» **Provided text**

Step 4 — Core SQL queries to answer the business questions

Monthly Active Users (MAU) per vendor

-- MAU per vendor in the last 30 days
SELECT vendor_key,
       COUNT(DISTINCT email) AS mau_30d
FROM saas_metric
WHERE metric_type = 'session'
  AND metric_date >= current_date - INTERVAL '30 days'
GROUP BY vendor_key
ORDER BY mau_30d DESC;

Seat utilization — active seats vs purchased seats

This assumes invoices contain purchased_seats in raw_payload or a separate license_count metric.

-- seat utilization last invoice month
WITH latest_invoices AS (
  SELECT vendor_key,
         (raw_payload->>'purchased_seats')::int AS purchased_seats,
         date_trunc('month', metric_date) AS month
  FROM saas_metric
  WHERE metric_type = 'invoice'
),
active AS (
  SELECT vendor_key,
         date_trunc('month', metric_date) AS month,
         COUNT(DISTINCT email) AS active_users
  FROM saas_metric
  WHERE metric_type = 'session'
  GROUP BY vendor_key, date_trunc('month', metric_date)
)
SELECT i.vendor_key, i.month, i.purchased_seats, a.active_users,
       round((a.active_users::numeric / GREATEST(i.purchased_seats,1)) * 100,2) AS utilization_pct
FROM latest_invoices i
LEFT JOIN active a ON a.vendor_key = i.vendor_key AND a.month = i.month
ORDER BY utilization_pct ASC;

Cost per active user

-- cost per active user last 30 days
WITH spend AS (
  SELECT vendor_key, SUM((raw_payload->>'amount')::numeric) AS total_spend, date_trunc('month', metric_date) AS month
  FROM saas_metric
  WHERE metric_type = 'invoice'
  GROUP BY vendor_key, date_trunc('month', metric_date)
),
active AS (
  SELECT vendor_key, COUNT(DISTINCT email) AS mau_30d
  FROM saas_metric
  WHERE metric_type = 'session'
    AND metric_date >= current_date - INTERVAL '30 days'
  GROUP BY vendor_key
)

» **Instruction a**
Recast the paragraph in the SQL walkthrough that begins "This assumes invoices contain" as a short bulleted list.

» **Input**
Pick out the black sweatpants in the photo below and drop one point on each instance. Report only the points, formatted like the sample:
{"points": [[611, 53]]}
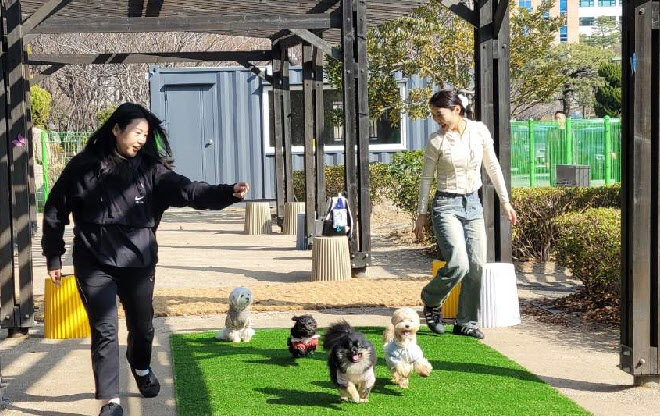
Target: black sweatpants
{"points": [[99, 286]]}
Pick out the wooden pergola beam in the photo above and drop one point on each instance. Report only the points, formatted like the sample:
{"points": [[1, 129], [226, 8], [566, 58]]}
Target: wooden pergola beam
{"points": [[46, 73], [148, 58], [318, 42], [186, 23], [52, 6]]}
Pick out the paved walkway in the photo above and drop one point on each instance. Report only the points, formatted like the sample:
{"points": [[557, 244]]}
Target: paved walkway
{"points": [[53, 377]]}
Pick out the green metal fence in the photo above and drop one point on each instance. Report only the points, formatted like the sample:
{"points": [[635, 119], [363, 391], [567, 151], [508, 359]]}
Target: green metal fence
{"points": [[56, 149], [537, 147]]}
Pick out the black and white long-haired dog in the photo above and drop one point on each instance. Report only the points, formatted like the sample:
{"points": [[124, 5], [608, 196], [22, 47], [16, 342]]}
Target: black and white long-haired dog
{"points": [[351, 359], [303, 339]]}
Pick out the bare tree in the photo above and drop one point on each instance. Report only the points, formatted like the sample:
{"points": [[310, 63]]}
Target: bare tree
{"points": [[80, 92]]}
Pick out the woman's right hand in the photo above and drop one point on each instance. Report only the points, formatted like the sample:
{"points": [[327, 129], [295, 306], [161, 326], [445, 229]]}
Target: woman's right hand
{"points": [[420, 226], [56, 276]]}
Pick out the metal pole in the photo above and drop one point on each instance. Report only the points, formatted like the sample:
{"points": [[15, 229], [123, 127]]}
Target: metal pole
{"points": [[44, 163], [532, 154], [608, 150], [569, 142]]}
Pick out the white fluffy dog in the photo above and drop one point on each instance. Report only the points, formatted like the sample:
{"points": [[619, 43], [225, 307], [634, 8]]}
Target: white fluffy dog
{"points": [[238, 325], [402, 353]]}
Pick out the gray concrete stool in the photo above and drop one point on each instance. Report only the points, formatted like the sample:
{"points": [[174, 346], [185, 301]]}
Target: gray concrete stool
{"points": [[257, 218], [331, 259]]}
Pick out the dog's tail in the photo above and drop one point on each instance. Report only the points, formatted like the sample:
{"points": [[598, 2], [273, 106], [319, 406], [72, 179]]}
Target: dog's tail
{"points": [[336, 332], [388, 334]]}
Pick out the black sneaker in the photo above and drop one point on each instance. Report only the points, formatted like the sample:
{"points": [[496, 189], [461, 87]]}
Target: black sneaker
{"points": [[148, 385], [111, 409], [468, 331], [433, 316]]}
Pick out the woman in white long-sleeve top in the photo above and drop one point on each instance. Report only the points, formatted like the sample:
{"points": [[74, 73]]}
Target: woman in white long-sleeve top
{"points": [[454, 155]]}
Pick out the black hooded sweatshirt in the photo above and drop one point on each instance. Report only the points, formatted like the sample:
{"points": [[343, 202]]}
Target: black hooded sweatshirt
{"points": [[116, 211]]}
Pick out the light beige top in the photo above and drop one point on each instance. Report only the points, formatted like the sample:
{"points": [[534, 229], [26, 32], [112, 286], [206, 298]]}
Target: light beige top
{"points": [[456, 160]]}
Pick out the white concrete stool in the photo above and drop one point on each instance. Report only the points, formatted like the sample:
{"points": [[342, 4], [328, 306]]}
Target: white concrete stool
{"points": [[257, 218], [291, 211], [499, 296], [301, 241], [331, 259]]}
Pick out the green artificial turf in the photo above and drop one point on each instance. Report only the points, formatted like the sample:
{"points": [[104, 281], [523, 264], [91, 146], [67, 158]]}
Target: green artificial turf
{"points": [[261, 378]]}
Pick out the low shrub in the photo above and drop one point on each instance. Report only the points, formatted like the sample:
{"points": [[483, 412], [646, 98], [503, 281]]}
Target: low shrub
{"points": [[589, 244], [334, 182], [404, 172], [535, 233]]}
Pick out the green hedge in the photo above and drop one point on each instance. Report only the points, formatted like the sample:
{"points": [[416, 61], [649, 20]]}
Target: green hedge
{"points": [[535, 233], [334, 182], [404, 172], [589, 243]]}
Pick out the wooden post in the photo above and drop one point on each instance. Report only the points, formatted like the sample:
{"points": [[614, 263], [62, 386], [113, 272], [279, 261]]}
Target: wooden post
{"points": [[640, 153], [310, 165], [7, 299], [350, 114], [17, 129], [276, 108], [319, 127], [356, 128], [286, 128], [28, 129], [493, 109]]}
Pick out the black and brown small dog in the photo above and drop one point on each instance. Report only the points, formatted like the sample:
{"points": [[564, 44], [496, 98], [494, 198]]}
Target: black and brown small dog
{"points": [[303, 340], [351, 359]]}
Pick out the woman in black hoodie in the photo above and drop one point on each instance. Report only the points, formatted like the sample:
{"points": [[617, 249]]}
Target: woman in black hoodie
{"points": [[117, 189]]}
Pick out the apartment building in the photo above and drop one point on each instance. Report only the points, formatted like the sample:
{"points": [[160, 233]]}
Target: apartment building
{"points": [[590, 10], [580, 15]]}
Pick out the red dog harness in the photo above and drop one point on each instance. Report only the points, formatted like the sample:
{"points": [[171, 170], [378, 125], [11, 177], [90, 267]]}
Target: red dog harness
{"points": [[305, 344]]}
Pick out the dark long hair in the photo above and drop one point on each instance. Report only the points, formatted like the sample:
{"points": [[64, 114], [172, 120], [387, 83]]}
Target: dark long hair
{"points": [[448, 99], [103, 144]]}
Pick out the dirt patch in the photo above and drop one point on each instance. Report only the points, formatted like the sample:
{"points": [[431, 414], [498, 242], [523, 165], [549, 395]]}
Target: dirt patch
{"points": [[294, 296]]}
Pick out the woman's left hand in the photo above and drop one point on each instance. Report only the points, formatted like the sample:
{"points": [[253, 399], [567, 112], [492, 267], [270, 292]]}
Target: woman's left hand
{"points": [[241, 189], [510, 213]]}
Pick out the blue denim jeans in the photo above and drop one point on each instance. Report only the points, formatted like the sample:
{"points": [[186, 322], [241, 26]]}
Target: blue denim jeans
{"points": [[458, 224]]}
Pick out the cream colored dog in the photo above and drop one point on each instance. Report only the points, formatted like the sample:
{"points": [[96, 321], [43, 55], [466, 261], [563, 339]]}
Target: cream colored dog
{"points": [[402, 353]]}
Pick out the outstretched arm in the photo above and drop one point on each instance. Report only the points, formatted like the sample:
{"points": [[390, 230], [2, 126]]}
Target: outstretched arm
{"points": [[174, 190]]}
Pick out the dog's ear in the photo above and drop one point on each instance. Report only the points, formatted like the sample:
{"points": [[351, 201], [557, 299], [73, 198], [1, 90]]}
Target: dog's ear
{"points": [[388, 334]]}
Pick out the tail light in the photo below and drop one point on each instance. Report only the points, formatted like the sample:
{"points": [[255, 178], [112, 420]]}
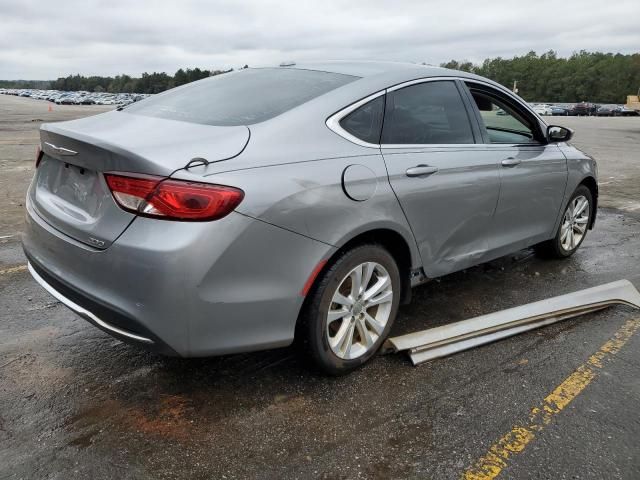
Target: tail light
{"points": [[38, 155], [156, 197]]}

» **Instruction b**
Pick out each line of the records above that contains the word "shrub", and copy those lines.

» **Task result a**
Assumption: invoices supply the purchased seat count, from either
- purchased_seats in raw_payload, or
- a separate license_count metric.

» **Task result b**
Pick out the low shrub in the photo above and drop one point on each instance. Report only the points, formatted like the sample:
Target: low shrub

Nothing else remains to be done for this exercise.